TASK TO CARRY OUT: Please reproduce every one of the entries below word for word, keeping their order.
>> Start EXTRACTED INFORMATION
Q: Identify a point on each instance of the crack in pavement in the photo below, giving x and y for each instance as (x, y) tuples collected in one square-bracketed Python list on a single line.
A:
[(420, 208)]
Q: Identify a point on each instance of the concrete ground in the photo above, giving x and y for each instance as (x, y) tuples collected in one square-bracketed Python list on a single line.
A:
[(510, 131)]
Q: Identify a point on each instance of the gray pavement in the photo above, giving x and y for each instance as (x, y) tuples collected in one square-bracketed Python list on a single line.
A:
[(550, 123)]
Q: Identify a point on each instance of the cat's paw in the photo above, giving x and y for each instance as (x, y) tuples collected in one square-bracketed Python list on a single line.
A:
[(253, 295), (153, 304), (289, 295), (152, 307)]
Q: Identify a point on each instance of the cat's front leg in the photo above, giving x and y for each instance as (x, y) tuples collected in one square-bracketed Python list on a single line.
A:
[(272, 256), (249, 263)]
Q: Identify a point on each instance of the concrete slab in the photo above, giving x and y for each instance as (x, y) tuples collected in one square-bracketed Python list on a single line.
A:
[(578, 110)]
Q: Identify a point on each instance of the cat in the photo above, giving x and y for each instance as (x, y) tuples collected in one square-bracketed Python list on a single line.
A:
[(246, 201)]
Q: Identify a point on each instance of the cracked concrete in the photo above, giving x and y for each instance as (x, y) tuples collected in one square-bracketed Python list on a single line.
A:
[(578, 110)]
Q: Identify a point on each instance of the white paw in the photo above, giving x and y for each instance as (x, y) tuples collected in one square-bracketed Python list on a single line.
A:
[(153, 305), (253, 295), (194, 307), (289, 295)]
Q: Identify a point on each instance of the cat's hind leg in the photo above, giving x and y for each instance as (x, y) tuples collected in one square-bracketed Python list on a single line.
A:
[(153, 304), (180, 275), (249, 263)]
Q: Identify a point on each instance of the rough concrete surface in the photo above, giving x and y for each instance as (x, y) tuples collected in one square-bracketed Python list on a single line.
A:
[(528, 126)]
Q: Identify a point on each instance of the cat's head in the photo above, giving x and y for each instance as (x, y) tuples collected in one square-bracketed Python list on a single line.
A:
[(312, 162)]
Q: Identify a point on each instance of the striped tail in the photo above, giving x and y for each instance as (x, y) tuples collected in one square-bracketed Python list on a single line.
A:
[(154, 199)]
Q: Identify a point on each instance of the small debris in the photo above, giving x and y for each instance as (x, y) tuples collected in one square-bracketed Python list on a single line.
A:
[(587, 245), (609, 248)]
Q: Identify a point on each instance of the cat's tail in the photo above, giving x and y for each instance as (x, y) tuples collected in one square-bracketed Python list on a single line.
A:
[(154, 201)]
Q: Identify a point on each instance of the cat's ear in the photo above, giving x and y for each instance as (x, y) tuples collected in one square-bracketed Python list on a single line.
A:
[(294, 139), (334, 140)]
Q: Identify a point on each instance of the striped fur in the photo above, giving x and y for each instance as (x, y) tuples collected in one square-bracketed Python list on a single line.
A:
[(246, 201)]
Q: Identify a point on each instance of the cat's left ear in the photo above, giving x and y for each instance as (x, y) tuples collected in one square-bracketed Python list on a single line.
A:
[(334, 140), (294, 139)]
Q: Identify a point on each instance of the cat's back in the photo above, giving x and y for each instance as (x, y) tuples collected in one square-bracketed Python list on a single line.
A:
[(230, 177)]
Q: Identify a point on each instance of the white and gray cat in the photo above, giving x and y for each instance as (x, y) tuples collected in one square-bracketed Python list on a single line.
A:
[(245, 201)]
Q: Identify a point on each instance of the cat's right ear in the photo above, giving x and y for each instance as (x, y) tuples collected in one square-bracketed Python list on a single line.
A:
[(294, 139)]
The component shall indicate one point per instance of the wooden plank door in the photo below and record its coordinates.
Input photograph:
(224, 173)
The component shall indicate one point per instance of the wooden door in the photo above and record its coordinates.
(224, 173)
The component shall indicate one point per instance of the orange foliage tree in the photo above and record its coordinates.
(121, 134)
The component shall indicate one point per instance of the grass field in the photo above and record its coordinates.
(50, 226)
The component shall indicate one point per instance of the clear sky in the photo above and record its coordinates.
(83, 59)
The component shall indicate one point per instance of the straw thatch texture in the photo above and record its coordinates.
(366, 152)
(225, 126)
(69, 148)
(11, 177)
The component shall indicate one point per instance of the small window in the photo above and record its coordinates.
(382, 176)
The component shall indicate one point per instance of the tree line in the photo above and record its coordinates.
>> End EXTRACTED INFORMATION
RESULT FOR THIS TASK:
Q: Identify a point on each instance of the crack in pavement in the photo below, giving x and y for each instance as (x, y) tuples collected in one square-bracketed Python list on a single line.
A:
[(420, 208)]
Q: Identify a point on each instance of the concrete ground in the photo above, giving x and y for each instance as (x, y) tuples collected in one square-bracketed Python list on a single line.
A:
[(510, 131)]
Q: Identify a point on each instance of the gray pavement in the photo above, giving x and y for each instance as (x, y) tuples collected in one square-bracketed Python list on a single line.
A:
[(550, 123)]
Q: Identify a point on each instance of the cat's paw in the photo above, giving x and y for each instance as (x, y) tuples collected in one square-bracketed Python list on a single line.
A:
[(253, 295), (153, 304), (289, 295), (152, 307)]
Q: Identify a point on each instance of the cat's front leg in the photo above, giving x and y for each instance as (x, y) tuples collected in one square-bracketed Python list on a single line.
A:
[(272, 256), (249, 263)]
Q: Identify a point on each instance of the concrete slab in the photo above, giving x and y for each instance as (x, y) tuples collected in one square-bracketed Python list on a single line.
A:
[(578, 110)]
Q: Identify a point on each instance of the cat in the photo above, giving x and y for each instance as (x, y) tuples collected in one square-bracketed Python list on a single line.
A:
[(246, 201)]
Q: Identify a point on each instance of the cracked concrete in the photo above, giving x and y for each instance as (x, y) tuples collected in one square-bracketed Python list on a single line.
A:
[(578, 110)]
Q: Identify a point on each instance of the white paw in the photo above, giving x and y for each instance as (x, y) tuples collected in one square-bracketed Python list on a single line.
A:
[(153, 305), (253, 295), (194, 307), (289, 295)]
Q: Identify a point on each instance of the cat's hind leg in the photo above, giving x and y for each instance as (x, y) tuples collected in one square-bracketed Python list on a single line.
A:
[(153, 304), (180, 275), (249, 263)]
Q: Identify a point on each instance of the rough concrete surface in the photo above, giving x and y for each instance as (x, y) tuples collected in one square-bracketed Python list on a single line.
A:
[(528, 126)]
Q: Identify a point on each instance of the cat's head in the photo above, giving x and y for each instance as (x, y) tuples collected in one square-bracketed Python list on a single line.
A:
[(312, 162)]
Q: Identify a point on each instance of the striped tail in the photo above, giving x and y for each instance as (x, y) tuples collected in one square-bracketed Python list on a single line.
A:
[(154, 199)]
Q: Identify a point on each instance of the small debris in the photo above, giving x and y for each instance as (x, y) tuples collected in one square-bracketed Python list on a single line.
A:
[(587, 245), (609, 248)]
Q: Identify a point on each instance of the cat's tail in the photo above, giving x and y for each instance as (x, y) tuples collected in one square-bracketed Python list on a single line.
A:
[(154, 201)]
Q: Identify a point on each instance of the cat's ear in the photo above, giving x and y for each instance as (x, y) tuples collected in one square-bracketed Python list on a single line.
A:
[(294, 139), (334, 140)]
Q: Identify a point on each instance of the striped fur in the photo above, giving x and y for each instance as (x, y) tuples collected in one square-bracketed Python list on a single line.
A:
[(246, 201)]
Q: Identify a point on each instance of the cat's left ear in the photo above, giving x and y for each instance as (x, y) tuples collected in one square-bracketed Python list on a single line.
A:
[(334, 140), (294, 139)]
Q: Identify a point on each instance of the cat's back in the photo above, giving x and y for each instance as (x, y) tuples collected in one square-bracketed Python list on a single line.
A:
[(230, 177)]
Q: Identify a point on each instance of the white and gray cat in the photo above, giving x and y for each instance as (x, y) tuples collected in one square-bracketed Python list on a single line.
A:
[(245, 201)]
Q: Identify a point on each instance of the cat's right ear in the photo above, giving x and y for each instance as (x, y) tuples collected in one square-bracketed Python list on a single line.
A:
[(294, 139)]
The component shall indicate one point per instance of the wooden plank door in the photo below and record its coordinates.
Input photograph:
(224, 173)
The component shall indicate one point per instance of the wooden door in the photo above and record its coordinates.
(224, 173)
The component shall indicate one point per instance of the orange foliage tree in the photo above and record its coordinates.
(121, 134)
The component shall indicate one point per instance of the grass field in the photo above and record its coordinates.
(50, 226)
The component shall indicate one point per instance of the clear sky in the photo above and record its coordinates.
(83, 59)
The component shall indicate one point per instance of the straw thatch texture in the photo above and record its coordinates.
(366, 152)
(225, 126)
(69, 148)
(11, 177)
The component shall indicate one point per instance of the small window in the photo above and record its coordinates.
(382, 176)
The component shall indicate one point per instance of the tree line in the photo above and record its coordinates.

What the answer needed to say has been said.